● Task goal
Reproduce the entries in full, with no changes.

● Data for processing
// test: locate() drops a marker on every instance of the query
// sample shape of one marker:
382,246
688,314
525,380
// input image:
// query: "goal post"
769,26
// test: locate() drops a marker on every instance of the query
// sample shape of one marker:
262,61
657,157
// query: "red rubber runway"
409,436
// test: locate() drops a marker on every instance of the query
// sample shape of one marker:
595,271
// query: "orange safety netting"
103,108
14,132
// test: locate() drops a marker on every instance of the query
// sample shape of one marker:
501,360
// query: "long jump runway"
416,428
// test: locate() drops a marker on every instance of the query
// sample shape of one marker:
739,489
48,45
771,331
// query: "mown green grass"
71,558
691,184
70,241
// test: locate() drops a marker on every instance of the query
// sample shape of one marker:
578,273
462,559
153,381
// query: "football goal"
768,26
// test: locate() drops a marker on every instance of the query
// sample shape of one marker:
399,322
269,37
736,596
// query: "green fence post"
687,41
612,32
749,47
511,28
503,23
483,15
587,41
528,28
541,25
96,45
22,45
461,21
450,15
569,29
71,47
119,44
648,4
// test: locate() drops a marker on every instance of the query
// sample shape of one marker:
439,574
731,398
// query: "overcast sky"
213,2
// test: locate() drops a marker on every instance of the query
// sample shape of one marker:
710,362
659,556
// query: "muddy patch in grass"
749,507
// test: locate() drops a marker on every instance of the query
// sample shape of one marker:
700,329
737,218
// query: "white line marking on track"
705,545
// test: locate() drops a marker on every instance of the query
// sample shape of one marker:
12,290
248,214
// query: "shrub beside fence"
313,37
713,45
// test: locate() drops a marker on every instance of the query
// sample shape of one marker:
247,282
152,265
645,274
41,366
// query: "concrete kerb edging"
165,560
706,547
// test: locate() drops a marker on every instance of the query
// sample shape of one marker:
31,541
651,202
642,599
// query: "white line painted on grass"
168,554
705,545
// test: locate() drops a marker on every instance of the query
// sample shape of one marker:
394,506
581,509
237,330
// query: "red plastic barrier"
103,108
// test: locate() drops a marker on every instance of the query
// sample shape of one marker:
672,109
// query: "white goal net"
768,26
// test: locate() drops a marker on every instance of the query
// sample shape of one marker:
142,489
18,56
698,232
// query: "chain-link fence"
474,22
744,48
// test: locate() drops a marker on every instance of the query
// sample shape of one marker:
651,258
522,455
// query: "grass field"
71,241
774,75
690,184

● Reply
// test: locate() drops a marker on every instance of the query
// sample shape of one marker:
382,246
688,314
525,380
// input image:
// query: "goal post"
769,26
// test: locate() drops a marker on every instance of the query
// sample shape of one marker:
262,61
657,157
// query: "red rubber runway"
409,436
// test: locate() drops a marker on every instance of the query
// sample shape of one marker:
595,271
// query: "orange safety netting"
103,108
14,132
// test: locate() drops a marker on every instance of the query
// sample shape of one marker:
501,360
// query: "long jump runway"
416,428
// test: locate() drops a marker on every instance of the query
// sample shape of one marker:
739,489
48,45
771,331
// query: "mown green grass"
71,558
691,184
70,241
// test: locate() drops a marker on every instance of the query
// sample shape of one marker:
578,273
462,559
153,381
// query: "football goal"
768,26
// test: locate() drops a marker on every instance of the query
// sample shape of one marker:
399,322
269,37
736,596
// query: "green fence post"
687,41
612,32
749,47
511,28
503,23
483,15
587,41
528,28
541,25
96,45
22,45
461,21
450,15
569,29
71,47
119,44
648,4
// test: locate() drops a marker on every instance of the query
// sample shape of one marker:
439,574
731,398
// query: "overcast sky"
213,2
// test: locate() drops a marker on every instance of the query
// sample shape of one marker:
710,362
659,556
// query: "muddy patch in grass"
749,507
// test: locate() drops a marker on every instance of the query
// sample shape of one marker:
700,329
737,218
// query: "white line marking on track"
705,545
// test: locate() drops a marker on every instance of the query
// sample shape of one marker:
12,290
248,214
// query: "shrub beside fence"
313,37
713,45
// test: locate() drops a marker on every instance of the query
// sample shape of one marker:
247,282
152,265
645,274
41,366
// query: "concrete kerb edging"
165,560
706,547
// test: locate() drops a marker on every instance of the query
// sample shape of one marker:
31,541
651,202
642,599
// query: "white line painted on grass"
168,554
705,545
// test: locate() drops a marker on every instance of the query
// sample shape of one marker:
394,506
581,509
237,330
// query: "red plastic barrier"
103,108
// test: locate() drops a marker on every instance of the query
// sample shape of one marker:
672,109
// query: "white goal net"
768,26
// test: locate() drops a marker on every instance of the query
// sample shape of one marker:
142,489
18,56
698,232
// query: "chain-link fence"
474,22
744,48
// test: locate() drops a marker on every instance of the query
// sample shape of one marker:
651,258
522,455
// query: "grass field"
71,241
774,75
690,184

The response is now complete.